* START Provided information *

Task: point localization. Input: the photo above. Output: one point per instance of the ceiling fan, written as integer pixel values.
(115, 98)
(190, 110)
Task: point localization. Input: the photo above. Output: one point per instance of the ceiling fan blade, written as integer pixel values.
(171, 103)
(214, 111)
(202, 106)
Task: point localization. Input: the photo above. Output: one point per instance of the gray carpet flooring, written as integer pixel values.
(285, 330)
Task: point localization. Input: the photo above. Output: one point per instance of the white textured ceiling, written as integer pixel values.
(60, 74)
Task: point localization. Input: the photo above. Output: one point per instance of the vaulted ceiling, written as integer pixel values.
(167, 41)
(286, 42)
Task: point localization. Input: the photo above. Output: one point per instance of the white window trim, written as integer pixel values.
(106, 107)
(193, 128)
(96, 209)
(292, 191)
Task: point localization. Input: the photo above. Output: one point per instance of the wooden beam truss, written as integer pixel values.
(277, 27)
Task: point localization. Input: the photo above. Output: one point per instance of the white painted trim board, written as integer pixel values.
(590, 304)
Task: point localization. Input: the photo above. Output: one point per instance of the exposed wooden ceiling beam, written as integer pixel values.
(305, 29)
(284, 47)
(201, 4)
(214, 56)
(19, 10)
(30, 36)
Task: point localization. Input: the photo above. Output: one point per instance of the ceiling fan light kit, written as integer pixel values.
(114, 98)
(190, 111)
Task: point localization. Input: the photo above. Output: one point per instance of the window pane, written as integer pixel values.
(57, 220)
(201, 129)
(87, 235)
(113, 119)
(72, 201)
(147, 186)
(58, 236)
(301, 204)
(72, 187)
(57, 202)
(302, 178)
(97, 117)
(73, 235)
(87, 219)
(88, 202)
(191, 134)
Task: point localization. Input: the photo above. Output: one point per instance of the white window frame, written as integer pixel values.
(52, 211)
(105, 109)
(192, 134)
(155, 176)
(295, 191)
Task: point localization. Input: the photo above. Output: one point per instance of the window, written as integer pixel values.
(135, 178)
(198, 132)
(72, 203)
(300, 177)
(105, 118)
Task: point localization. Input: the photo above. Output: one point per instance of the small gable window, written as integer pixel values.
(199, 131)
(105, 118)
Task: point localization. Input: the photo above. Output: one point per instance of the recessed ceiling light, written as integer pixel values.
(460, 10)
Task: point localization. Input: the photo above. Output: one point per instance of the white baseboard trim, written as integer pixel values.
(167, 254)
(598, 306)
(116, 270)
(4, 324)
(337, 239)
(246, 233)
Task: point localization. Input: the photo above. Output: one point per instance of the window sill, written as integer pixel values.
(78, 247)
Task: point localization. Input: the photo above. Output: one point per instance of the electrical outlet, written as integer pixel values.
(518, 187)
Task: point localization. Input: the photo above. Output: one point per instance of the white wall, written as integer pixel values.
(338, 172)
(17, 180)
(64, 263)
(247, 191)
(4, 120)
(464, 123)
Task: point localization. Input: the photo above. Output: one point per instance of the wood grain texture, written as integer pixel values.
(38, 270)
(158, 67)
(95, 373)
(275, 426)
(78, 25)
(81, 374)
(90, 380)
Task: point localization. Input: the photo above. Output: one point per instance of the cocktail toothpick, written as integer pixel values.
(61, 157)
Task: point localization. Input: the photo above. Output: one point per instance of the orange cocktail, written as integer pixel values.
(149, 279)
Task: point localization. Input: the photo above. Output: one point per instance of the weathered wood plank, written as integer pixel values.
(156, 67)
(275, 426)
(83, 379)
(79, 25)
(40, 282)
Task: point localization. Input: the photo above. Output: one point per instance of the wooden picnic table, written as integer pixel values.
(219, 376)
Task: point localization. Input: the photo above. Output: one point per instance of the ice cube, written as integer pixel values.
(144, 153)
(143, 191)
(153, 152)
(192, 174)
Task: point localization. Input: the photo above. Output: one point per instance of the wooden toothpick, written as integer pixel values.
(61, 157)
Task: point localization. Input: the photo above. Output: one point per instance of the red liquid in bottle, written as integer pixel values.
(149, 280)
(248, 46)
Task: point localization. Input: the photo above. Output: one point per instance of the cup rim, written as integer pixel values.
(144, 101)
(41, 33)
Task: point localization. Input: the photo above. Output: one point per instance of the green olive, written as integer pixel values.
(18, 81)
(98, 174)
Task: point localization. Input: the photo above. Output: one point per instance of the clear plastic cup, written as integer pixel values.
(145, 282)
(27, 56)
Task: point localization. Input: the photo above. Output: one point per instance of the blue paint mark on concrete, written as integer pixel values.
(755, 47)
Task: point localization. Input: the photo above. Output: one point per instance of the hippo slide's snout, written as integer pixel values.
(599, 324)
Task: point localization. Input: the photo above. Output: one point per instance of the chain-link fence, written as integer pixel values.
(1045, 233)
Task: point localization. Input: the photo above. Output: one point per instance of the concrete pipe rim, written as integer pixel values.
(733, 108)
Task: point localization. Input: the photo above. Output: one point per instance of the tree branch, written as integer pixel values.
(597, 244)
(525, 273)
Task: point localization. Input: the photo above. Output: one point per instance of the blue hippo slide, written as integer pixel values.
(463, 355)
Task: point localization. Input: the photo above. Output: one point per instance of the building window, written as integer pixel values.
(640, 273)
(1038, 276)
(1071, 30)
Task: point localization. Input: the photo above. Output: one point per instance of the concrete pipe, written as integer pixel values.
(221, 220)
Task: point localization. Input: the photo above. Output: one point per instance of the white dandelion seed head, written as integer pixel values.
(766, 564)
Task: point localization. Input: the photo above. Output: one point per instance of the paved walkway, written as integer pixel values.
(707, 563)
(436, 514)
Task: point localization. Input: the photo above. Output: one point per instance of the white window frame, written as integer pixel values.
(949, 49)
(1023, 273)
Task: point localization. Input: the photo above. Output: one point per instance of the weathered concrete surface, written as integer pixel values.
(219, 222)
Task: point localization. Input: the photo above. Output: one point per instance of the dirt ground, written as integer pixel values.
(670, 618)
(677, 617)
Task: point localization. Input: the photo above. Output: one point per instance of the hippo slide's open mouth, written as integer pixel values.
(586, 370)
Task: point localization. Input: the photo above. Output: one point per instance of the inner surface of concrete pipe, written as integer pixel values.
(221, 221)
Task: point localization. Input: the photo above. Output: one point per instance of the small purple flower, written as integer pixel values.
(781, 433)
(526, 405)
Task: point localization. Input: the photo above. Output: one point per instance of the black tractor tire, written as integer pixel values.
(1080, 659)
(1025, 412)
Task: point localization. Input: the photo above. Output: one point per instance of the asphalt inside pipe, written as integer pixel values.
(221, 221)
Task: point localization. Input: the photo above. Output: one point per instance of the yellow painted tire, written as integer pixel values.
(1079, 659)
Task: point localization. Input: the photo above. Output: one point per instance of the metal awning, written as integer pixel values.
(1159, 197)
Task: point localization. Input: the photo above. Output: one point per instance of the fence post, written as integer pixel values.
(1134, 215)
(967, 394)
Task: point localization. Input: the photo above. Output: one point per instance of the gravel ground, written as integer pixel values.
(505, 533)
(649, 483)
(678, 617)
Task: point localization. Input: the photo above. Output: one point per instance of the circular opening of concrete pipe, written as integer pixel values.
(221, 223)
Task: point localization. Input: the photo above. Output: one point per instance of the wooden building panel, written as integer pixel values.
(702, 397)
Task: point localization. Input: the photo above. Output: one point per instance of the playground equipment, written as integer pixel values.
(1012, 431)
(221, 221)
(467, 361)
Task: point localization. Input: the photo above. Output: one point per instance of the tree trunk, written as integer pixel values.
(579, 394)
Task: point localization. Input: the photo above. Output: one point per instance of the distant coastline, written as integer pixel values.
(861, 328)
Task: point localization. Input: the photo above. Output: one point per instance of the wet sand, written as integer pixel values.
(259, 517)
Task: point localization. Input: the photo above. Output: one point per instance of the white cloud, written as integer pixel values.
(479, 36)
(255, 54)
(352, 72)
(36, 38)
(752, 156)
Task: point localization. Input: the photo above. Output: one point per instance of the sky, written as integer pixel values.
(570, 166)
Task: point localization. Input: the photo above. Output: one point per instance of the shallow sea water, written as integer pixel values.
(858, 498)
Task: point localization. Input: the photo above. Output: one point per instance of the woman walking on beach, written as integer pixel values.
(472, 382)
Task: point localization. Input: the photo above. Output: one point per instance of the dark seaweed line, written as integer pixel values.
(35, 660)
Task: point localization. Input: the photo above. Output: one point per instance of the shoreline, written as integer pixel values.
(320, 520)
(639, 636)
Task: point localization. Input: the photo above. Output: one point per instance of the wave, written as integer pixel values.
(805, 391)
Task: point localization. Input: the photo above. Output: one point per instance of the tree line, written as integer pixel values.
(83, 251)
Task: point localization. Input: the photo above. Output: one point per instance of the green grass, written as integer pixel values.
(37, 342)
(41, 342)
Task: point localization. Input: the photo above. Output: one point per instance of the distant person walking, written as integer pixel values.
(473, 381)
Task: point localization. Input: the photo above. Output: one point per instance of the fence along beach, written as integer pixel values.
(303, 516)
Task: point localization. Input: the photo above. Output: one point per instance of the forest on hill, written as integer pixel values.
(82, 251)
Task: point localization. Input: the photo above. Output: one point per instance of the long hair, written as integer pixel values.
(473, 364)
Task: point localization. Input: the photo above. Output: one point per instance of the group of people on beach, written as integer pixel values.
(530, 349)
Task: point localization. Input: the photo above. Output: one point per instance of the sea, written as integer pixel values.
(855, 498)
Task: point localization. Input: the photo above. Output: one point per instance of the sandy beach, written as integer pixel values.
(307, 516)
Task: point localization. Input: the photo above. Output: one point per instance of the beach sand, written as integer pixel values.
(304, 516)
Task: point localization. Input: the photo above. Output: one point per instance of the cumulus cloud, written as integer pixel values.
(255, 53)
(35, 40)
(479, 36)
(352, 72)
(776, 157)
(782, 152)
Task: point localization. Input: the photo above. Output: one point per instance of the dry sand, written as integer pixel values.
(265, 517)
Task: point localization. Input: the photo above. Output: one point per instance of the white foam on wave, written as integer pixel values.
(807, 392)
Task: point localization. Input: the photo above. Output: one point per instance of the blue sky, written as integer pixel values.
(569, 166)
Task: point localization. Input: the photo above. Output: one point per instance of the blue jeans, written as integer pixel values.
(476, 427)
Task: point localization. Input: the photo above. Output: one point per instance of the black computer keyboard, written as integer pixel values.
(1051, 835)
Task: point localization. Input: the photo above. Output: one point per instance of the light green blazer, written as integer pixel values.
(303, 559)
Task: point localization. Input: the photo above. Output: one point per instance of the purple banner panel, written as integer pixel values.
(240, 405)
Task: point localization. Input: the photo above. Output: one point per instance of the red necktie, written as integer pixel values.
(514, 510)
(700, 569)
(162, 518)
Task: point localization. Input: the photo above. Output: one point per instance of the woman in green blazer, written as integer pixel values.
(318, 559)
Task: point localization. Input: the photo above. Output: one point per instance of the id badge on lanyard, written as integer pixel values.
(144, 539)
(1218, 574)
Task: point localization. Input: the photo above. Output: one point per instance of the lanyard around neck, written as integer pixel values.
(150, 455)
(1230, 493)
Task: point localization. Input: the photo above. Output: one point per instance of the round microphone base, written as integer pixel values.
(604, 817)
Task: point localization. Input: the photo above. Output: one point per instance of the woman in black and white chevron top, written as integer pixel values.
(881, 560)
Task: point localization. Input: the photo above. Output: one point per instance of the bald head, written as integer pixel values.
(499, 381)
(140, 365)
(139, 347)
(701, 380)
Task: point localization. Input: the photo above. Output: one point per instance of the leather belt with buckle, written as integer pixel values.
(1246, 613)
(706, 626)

* END Provided information *

**What is being asked**
Copy out the lines starting at the one containing "banner panel, written as integer pixel values." and ending with the last line of the entries. Include nothing else.

**Answer in full**
Task: point localization. Input: the photo above. Output: one point per instance of the purple banner panel, written as integer pixel values.
(240, 405)
Task: point localization. Input: the photo above. Output: one point per instance of the red necktie, written as integer pixel values.
(514, 510)
(700, 569)
(162, 518)
Task: point localization. Input: the photo above. Output: one point per instance of the woman in green blazer, written as integer pixel values.
(318, 559)
Task: point localization. Input: the photo above. Output: one point per instance of the id badge on lanyard, written as integer pixel values.
(144, 539)
(1218, 574)
Task: point localization. Input: the photo above. Output: one point per instance of the lanyard around neck, written as integer pixel values.
(150, 455)
(1230, 493)
Task: point localization. Input: the photo above. Output: one point per instance of the round microphone base, written as integer pixel values.
(604, 817)
Task: point localization. Input: the photo above. Output: one point per instance of the woman in black and white chevron top, written as integer pixel values.
(881, 560)
Task: point localization. Input: the photo above. Output: one point per instance of the bald head, written as integer pixel values.
(499, 381)
(140, 365)
(139, 347)
(701, 380)
Task: point localization. Input: the photo above. Output: one point per instance of the leather belt with buckle, written as integer pixel values.
(1246, 613)
(706, 626)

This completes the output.